▸ Directive
Collect every line of the material below that contains the string "positive".

▸ Records for the task
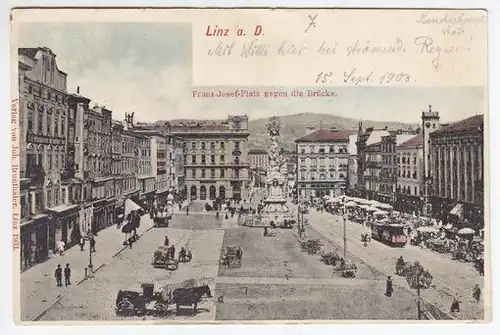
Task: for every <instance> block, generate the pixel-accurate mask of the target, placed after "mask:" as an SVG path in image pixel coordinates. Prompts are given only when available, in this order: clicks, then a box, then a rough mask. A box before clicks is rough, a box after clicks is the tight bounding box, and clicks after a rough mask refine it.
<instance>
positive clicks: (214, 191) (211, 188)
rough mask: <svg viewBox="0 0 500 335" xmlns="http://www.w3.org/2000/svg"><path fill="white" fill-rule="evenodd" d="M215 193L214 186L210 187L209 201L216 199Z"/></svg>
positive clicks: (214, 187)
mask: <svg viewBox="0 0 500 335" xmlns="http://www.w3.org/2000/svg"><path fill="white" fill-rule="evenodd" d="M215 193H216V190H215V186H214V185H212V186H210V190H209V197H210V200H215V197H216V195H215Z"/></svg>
==
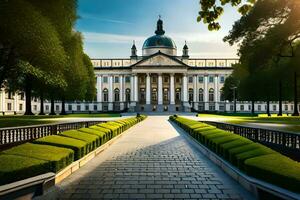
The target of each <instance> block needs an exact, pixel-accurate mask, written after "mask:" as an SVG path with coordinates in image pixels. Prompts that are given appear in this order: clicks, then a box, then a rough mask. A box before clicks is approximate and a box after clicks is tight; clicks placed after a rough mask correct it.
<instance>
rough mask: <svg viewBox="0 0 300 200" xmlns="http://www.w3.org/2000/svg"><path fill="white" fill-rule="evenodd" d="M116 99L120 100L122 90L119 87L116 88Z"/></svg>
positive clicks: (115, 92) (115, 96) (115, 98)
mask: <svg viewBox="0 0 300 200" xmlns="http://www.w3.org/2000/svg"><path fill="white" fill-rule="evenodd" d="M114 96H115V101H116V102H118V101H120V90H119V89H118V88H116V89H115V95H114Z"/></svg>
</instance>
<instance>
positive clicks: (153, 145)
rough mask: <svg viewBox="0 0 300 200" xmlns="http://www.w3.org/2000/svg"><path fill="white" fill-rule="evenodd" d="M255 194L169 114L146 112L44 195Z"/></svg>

▸ Written solution
positive clicks: (214, 191) (211, 188)
positive clicks: (214, 187)
positive clicks: (115, 92) (115, 96) (115, 98)
positive clicks: (153, 145)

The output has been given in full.